Copy the following lines word for word, leaving nothing out and changing nothing.

——————————

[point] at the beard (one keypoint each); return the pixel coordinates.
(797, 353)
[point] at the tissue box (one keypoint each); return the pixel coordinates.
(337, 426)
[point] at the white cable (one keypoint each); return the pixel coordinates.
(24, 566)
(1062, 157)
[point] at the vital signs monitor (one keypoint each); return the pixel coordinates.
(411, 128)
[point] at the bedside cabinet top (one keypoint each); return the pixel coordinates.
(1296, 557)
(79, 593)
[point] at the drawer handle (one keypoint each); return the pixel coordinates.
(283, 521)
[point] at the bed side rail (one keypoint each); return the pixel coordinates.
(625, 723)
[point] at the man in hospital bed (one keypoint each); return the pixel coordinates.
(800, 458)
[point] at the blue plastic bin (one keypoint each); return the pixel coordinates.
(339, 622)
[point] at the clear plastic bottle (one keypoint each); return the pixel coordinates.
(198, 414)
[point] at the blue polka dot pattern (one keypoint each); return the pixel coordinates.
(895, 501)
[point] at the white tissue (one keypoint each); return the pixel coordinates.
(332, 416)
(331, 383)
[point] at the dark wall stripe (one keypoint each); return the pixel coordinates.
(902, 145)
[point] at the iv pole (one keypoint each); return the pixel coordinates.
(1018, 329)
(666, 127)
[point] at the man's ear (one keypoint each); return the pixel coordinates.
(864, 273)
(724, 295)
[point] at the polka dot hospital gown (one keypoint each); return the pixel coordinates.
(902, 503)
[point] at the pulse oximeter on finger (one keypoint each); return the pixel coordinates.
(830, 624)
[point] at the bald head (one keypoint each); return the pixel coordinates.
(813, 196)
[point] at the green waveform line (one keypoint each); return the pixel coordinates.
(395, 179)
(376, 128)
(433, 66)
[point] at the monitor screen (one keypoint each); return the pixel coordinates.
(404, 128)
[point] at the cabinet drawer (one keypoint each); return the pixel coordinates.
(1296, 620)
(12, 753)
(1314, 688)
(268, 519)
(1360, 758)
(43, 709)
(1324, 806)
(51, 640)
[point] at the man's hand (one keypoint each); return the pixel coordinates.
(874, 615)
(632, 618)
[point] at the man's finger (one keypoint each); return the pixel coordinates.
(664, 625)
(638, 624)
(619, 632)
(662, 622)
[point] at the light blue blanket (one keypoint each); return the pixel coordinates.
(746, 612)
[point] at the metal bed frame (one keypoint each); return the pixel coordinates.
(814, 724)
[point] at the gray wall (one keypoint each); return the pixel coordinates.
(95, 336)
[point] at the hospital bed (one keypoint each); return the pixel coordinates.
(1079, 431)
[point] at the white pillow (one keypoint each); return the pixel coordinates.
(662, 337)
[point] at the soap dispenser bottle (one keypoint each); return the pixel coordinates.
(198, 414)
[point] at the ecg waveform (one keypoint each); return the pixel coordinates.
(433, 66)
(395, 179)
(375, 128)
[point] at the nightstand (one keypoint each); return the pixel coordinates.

——————————

**Solution to this exercise:**
[point] at the beard (one keypoint each); return the pixel coordinates.
(797, 353)
[point] at the tissue box (one keypoint each); return the pixel coordinates.
(337, 426)
[point] at the white cable (one keypoint each); return the pixel coordinates.
(24, 566)
(1062, 157)
[point] at the vital signs monitor (one keypoint each); return the pixel coordinates.
(411, 128)
[point] at the bedside cabinet top (one keypoint each); return the pixel coordinates.
(1296, 557)
(79, 593)
[point] at the drawer handle (one keypoint each); return the pixel coordinates.
(283, 521)
[point] at the bed side rail (one keypoint each); return the pixel coordinates.
(625, 723)
[point] at the man in hospital bed (one keypoint each); return the pixel coordinates.
(800, 458)
[point] at the blue plastic bin (one keypoint each); return the pixel coordinates.
(339, 622)
[point] at the clear plastic bottle (one keypoint each); return the pixel coordinates.
(198, 414)
[point] at the blue polka dot pattern (one keypoint each); return the pixel coordinates.
(895, 501)
[point] at the white tissue (one keypoint each); return the pixel coordinates.
(332, 416)
(331, 383)
[point] at the dark wall stripe (one keypoint each); return the pixel coordinates.
(902, 145)
[point] at the iv pole (one keypoint each); return the pixel coordinates.
(1018, 329)
(666, 127)
[point] at the man's ear (one keypoint each); return the pixel coordinates.
(864, 273)
(724, 295)
[point] at the polka dot hospital gown (one keypoint each); return the pixel coordinates.
(902, 503)
[point] at the pulse oximeter on finger (one keypoint each); return the pixel coordinates.
(830, 624)
[point] at the bald head (one keypoint each); return the pixel coordinates.
(813, 196)
[point] at the green waveform line (one keypoint each); return the pixel coordinates.
(395, 179)
(376, 128)
(433, 66)
[point] at the monitor screen (one keypoint each); return the pixel coordinates.
(404, 128)
[point] at the cabinet drawer (one keypoint each); return the pixel coordinates.
(1296, 620)
(12, 753)
(1314, 688)
(268, 519)
(1360, 758)
(43, 709)
(1324, 806)
(51, 640)
[point] at the man's hand (one keypoint each); return the pixel coordinates.
(874, 615)
(632, 618)
[point] at the man's finger (one keypoint each); return the pixel coordinates.
(664, 625)
(638, 624)
(619, 632)
(662, 622)
[point] at the light blue blanket (one keypoint each); return the pixel coordinates.
(746, 612)
[point] at the metal bed frame (one keypoint each); return the pixel coordinates.
(814, 724)
[point] at the gray wall (one keypoint each); return the pixel coordinates.
(95, 336)
[point] at the hospital bed (one keypoint each); return the pixel coordinates.
(1079, 431)
[point] at the white pillow (one keypoint each); return the pixel coordinates.
(662, 337)
[point] at the soap dispenser bottle (one keypoint each); return the pixel coordinates.
(198, 414)
[point] at the ecg waveform (one keypoint each); return the pixel coordinates.
(433, 66)
(395, 179)
(375, 128)
[point] at the nightstand (one keypoint each); return the pixel coordinates.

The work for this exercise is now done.